=== DOCUMENT TEXT ===
The Colorado legal community and justice system has lost one of its pioneers in diversity. U.S. Senior District Judge Wiley Daniel died Friday afternoon from a heart attack. Judge Daniel was the first African-American appointed to Colorado’s U.S. District Court, and he continued to promote the advancement of diverse attorneys in the decades since. He was 72.
IN LOCAL NEWS
Rep. From Greeley Resigns
Democratic state Rep. Rochelle Galindo resigned from her office yesterday citing allegations against her, the nature of which are unclear so far. Galindo was already facing a recall campaign for her support for sweeping oil-and-gas amendments she supported during the session.
Colorado Joins Price-Fixing Suit Against Big Pharma
Colorado Attorney General Phil Weiser is joining 43 other state AGs in a lawsuit against Teva Pharmaceuticals and 19 other drug companies. The plaintiff group claims that the companies colluded to drive up prices for generic drugs that treat various infections and diseases.
Weld County DA Targeted by Murder Plot, Court Documents Say
An alleged white supremacist gang member is accused of planning to kill Weld District Attorney Michael Rourke, according to court documents newly made public. Billie Allen, who is currently being held Weld County Jail, was already facing numerous felony weapons and drug charges when he allegedly planned in December to murder Rourke.
State Supreme Court Mulling Arguments From Online Free Speech Case
The Supreme Court will be deciding whether to uphold the conviction of a juvenile who tweeted out threatening statements in the wake of a school shooting. The court heard oral arguments in the case, People v. R.D., on Tuesday at Westminster High School.
=== DATA FOR ANALYSIS ===
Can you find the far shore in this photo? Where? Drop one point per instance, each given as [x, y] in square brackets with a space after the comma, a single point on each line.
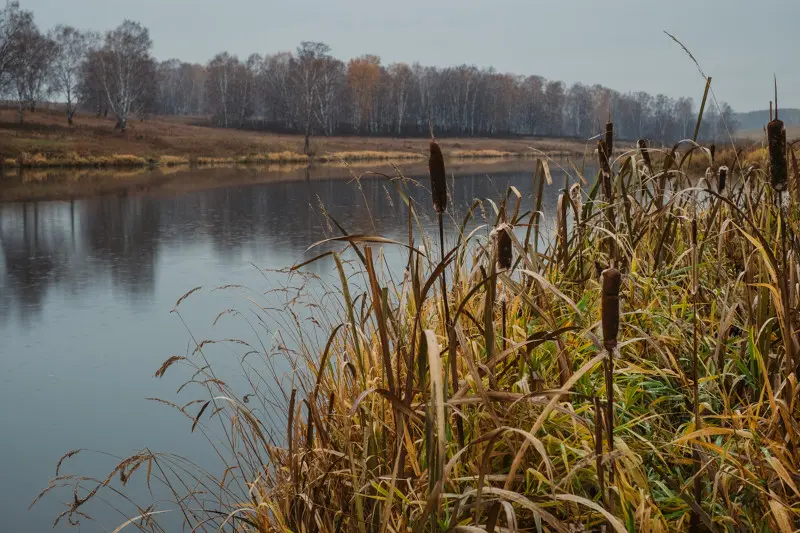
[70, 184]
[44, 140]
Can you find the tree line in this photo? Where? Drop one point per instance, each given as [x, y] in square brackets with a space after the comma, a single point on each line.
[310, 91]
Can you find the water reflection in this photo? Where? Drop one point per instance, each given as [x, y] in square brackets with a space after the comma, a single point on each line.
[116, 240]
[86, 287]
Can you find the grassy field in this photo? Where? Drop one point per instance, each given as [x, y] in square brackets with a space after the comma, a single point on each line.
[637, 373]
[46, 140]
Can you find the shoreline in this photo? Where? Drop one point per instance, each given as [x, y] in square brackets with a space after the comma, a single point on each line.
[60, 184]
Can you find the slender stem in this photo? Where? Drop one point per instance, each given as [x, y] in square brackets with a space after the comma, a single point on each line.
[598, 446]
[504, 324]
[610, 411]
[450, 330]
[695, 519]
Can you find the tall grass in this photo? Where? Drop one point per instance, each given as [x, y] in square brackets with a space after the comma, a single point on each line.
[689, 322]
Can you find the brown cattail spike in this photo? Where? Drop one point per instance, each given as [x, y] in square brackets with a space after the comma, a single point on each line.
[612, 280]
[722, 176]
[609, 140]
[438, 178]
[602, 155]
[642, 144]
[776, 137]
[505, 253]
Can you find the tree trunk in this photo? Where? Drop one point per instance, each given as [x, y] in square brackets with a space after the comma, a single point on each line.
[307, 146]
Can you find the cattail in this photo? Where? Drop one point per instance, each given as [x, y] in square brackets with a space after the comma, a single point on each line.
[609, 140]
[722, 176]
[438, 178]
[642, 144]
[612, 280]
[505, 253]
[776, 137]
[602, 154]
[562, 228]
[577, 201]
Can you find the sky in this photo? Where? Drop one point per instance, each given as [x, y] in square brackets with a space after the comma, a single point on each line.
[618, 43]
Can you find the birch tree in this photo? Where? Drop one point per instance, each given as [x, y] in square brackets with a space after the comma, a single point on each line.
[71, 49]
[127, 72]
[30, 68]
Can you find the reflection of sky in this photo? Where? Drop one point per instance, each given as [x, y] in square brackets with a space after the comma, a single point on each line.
===
• _EXERCISE REQUIREMENTS_
1. Answer these questions using the Colorado legal news roundup:
(a) How old was Judge Wiley Daniel when he died?
(b) How many other state attorneys general is Phil Weiser joining in the lawsuit against Teva Pharmaceuticals?
(c) Where did the court hear oral arguments in People v. R.D.?
2. Pick up the Colorado legal news roundup after its final sentence and keep writing it.

• _EXPECTED RESPONSES_
1.
(a) 72
(b) 43
(c) At Westminster High School

2.
Can Colorado Really Become a Zero-Emission Vehicle State?
In the months following Gov. Jared Polis’ executive order to make Colorado a zero-emission vehicle state, industry stakeholders have shown resistance, and the state might face a winding road toward that goal besides.
IN NATIONAL NEWS
Apple Loses at Supreme Court
The U.S. Supreme Court ruled against Apple in an antitrust case decided today. In a 5-4 majority, the court decided that a class of iPhone users can move forward with their case against the company over its App Store prices.
Harvard Law Cuts Ties With Lawyer Defending Weinstein
Citing “serious” concerns among students, Harvard Law School declined to renew the positions of attorney Ronald Sullivan and his wife at the school. Sullivan is representing Hollywood mogul Harvey Weinstein in his rape trial.
Almost Five Years Later, Officer on Trial for Eric Garner’s Death
Officer Daniel Pantaleo faces a departmental trial beginning today for using a chokehold on Eric Garner, who died in police custody in 2014, to determine whether his actions violated the New York Police Department’s policies. The trial is open to the public, but proceedings are much more secretive than a criminal or civil trial.
SF Police Raid Journalist’s Home After Leak
A journalist refused to name the source of a leaked police investigation that involved the death of a public defender. San Francisco police have raided his home and seized his computer, phone and other devices.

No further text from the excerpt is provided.